PROBLEM TO WORK ON:
Change "curtain fold" to "curtain pleat" in the lines starting with the one that contains "Would you be so kind as to point out the woman's" and running through the end of the records, keeping all other text unchanged. Return only those lines.

Object pointing dataset rows:
========================================

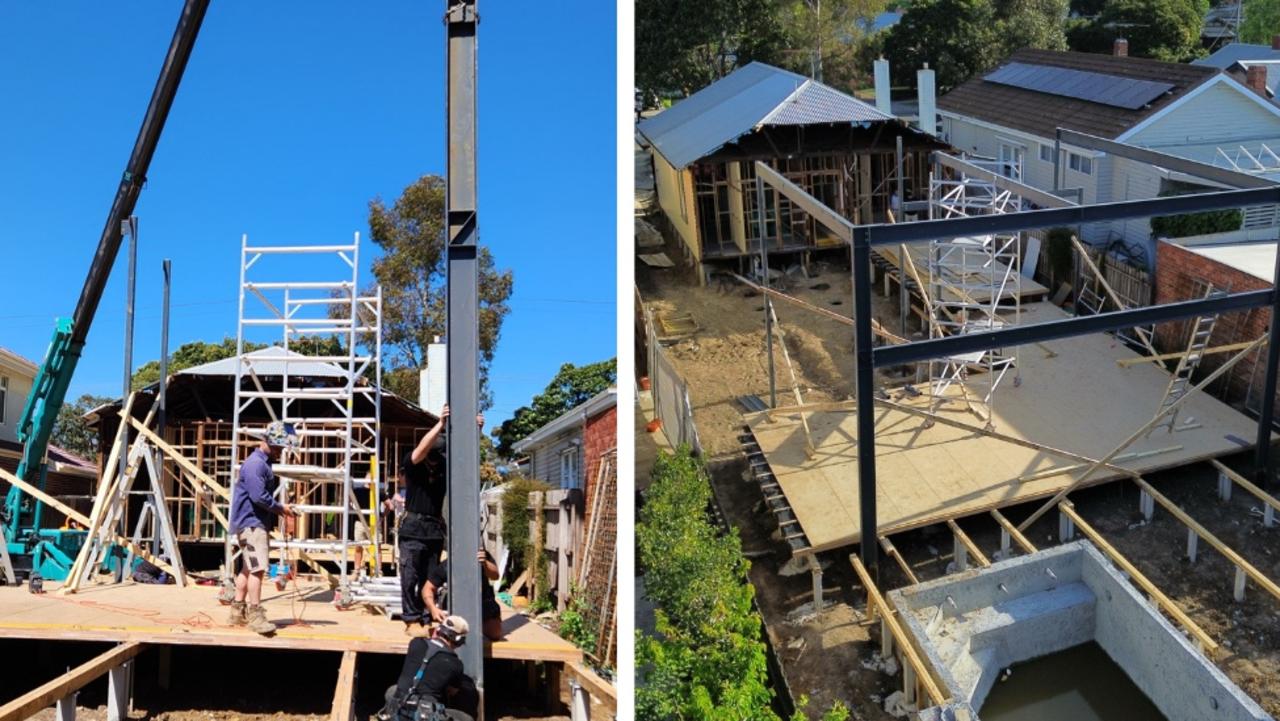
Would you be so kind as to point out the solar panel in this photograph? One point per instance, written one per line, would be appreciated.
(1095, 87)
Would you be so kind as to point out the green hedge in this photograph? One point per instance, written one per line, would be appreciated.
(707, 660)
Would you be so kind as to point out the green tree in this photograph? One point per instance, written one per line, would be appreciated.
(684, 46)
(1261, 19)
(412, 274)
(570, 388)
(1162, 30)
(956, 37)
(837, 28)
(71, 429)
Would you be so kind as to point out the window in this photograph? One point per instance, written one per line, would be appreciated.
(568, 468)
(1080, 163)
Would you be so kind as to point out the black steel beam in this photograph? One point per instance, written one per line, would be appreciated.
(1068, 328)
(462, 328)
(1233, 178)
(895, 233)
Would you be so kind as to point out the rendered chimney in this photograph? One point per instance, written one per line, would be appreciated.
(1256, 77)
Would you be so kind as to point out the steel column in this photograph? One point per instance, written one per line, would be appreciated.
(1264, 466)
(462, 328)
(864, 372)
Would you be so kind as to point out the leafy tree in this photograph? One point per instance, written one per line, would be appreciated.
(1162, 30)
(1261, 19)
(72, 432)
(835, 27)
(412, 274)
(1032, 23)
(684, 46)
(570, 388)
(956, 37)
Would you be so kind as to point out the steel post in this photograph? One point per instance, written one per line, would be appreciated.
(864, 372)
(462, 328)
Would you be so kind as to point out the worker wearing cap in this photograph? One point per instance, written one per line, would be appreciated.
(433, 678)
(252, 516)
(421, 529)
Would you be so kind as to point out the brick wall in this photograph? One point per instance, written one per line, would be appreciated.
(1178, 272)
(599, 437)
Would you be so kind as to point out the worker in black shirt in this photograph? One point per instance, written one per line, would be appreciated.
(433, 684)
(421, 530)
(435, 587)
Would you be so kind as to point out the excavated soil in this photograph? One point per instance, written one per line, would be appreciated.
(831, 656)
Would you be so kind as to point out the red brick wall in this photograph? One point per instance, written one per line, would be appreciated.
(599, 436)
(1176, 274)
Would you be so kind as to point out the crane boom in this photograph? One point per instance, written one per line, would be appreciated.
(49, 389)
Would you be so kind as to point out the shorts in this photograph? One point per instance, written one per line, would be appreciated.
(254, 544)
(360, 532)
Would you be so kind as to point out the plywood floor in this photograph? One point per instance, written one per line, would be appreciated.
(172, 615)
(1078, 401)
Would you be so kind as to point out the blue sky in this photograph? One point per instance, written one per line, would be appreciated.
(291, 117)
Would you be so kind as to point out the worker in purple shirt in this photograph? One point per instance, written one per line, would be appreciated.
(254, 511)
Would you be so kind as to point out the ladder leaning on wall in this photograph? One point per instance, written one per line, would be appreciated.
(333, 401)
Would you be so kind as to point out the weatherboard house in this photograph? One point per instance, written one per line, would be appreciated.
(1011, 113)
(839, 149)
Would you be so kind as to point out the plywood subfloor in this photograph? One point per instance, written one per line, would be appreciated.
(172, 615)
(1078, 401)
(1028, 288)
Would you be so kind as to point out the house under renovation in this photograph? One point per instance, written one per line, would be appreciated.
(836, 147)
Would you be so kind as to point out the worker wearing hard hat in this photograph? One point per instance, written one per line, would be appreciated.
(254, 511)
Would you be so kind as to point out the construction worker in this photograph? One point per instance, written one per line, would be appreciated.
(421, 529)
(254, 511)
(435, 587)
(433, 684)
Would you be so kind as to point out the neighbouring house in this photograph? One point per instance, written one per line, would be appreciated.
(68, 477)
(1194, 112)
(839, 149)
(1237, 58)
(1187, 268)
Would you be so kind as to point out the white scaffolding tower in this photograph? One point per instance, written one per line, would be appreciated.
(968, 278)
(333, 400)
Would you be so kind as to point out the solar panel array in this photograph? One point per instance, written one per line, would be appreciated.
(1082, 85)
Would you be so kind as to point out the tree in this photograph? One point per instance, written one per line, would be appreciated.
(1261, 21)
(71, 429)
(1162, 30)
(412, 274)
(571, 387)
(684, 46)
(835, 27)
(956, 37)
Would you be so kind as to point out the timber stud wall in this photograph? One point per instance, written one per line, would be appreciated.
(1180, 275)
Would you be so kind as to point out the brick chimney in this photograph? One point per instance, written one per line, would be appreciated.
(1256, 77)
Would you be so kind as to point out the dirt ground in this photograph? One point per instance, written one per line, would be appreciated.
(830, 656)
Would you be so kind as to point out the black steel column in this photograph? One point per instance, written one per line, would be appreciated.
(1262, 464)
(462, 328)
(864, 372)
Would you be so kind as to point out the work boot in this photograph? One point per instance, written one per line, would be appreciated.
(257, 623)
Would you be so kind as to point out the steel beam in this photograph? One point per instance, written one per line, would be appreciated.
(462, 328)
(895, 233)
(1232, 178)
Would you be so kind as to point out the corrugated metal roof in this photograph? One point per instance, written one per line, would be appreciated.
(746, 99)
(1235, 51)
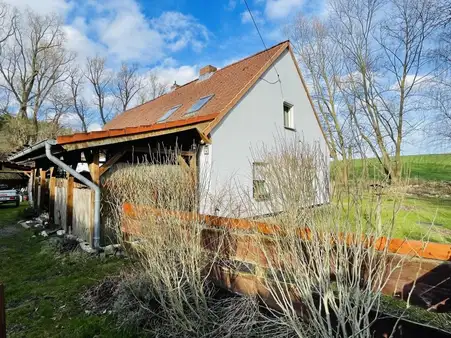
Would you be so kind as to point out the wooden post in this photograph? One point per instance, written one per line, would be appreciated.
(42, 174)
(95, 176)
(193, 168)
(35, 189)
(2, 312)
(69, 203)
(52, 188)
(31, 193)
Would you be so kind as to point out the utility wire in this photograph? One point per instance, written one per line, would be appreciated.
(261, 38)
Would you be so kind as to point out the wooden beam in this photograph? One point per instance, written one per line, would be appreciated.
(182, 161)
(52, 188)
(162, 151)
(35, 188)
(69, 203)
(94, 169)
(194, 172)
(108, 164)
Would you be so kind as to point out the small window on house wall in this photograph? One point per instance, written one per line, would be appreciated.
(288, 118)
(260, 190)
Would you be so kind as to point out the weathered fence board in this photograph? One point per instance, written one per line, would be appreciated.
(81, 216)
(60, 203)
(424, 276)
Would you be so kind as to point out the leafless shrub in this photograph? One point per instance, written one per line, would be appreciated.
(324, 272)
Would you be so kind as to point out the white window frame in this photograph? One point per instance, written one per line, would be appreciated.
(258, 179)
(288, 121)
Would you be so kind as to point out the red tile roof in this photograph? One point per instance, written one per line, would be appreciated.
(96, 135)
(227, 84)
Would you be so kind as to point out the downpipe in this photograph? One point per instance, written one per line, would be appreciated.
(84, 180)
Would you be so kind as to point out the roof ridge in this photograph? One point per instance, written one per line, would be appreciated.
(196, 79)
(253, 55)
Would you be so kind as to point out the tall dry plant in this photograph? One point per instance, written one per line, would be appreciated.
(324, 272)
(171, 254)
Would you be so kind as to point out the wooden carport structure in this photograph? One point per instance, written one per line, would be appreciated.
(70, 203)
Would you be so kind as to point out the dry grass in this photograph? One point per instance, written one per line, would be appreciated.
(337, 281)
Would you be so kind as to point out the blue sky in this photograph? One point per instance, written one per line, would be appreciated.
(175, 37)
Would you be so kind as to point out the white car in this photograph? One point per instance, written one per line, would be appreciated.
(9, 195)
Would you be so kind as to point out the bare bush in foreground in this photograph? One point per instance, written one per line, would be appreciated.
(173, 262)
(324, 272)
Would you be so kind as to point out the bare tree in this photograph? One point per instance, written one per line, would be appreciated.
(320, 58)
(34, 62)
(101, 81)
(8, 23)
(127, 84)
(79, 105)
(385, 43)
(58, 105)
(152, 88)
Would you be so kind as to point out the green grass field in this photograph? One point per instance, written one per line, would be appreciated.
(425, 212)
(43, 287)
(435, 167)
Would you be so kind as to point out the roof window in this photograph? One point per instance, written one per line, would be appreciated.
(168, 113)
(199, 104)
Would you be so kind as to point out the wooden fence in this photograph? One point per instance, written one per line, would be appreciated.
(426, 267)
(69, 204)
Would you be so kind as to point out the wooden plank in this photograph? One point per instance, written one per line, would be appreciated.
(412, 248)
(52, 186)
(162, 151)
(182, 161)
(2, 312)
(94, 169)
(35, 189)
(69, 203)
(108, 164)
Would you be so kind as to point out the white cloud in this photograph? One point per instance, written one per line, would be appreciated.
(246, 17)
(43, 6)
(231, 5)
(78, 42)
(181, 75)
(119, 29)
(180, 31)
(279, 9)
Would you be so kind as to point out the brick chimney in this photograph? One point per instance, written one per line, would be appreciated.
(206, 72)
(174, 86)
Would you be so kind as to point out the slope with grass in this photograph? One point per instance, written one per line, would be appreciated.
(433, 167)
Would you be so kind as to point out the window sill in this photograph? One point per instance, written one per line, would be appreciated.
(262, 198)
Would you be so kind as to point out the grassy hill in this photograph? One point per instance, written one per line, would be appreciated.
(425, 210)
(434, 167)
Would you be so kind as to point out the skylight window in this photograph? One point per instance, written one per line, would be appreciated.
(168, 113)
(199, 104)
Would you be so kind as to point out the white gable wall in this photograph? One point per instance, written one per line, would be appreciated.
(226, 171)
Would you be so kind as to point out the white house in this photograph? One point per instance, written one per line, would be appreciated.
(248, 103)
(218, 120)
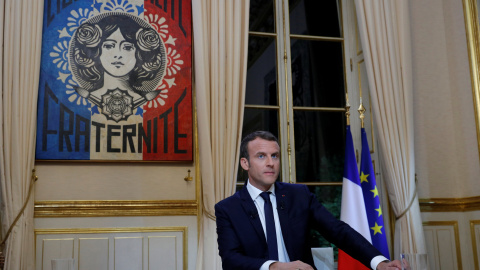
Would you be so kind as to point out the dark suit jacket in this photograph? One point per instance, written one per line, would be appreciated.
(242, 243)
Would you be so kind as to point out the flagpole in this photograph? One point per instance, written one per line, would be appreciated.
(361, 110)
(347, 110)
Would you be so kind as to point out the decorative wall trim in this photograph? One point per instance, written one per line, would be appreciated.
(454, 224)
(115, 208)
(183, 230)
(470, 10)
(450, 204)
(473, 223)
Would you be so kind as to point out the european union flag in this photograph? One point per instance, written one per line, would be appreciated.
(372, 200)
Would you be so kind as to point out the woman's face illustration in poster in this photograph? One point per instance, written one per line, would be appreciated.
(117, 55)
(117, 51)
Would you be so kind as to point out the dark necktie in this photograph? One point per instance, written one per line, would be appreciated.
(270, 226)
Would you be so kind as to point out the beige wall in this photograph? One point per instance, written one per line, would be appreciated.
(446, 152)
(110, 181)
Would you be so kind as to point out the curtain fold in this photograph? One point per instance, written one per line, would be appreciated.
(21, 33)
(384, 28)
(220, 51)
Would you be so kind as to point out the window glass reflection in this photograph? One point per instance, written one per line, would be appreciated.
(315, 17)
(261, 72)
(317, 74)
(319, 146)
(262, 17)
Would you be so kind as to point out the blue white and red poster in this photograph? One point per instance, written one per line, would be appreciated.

========================================

COMPLETE OUTPUT:
Would you be so kind as to point out the woman's face illustration in poster in this photograph? One point per instance, written one per line, would be appreciated.
(117, 55)
(117, 51)
Would you be so kind as to point out the dark necktie in this photograph? One point per instance, written one per line, would be appreciated.
(270, 226)
Would you be so kind as to point out the beige wall in this photograph? One point per instance, written one per line, would be appreciated.
(446, 152)
(110, 181)
Would you be so kind as to point out the curtain pleat in this photograph? One point per instance, written one per line, would be appreciated.
(21, 33)
(384, 28)
(220, 51)
Would you be so kind as to point out the window glass reflection in this photograph? One point per instance, written one per line, would be appreciated.
(315, 17)
(261, 72)
(317, 74)
(319, 146)
(262, 17)
Would you be so kind as to point out the blue white and red poster in this photograph? One point per instance, written one per line, would be appreciated.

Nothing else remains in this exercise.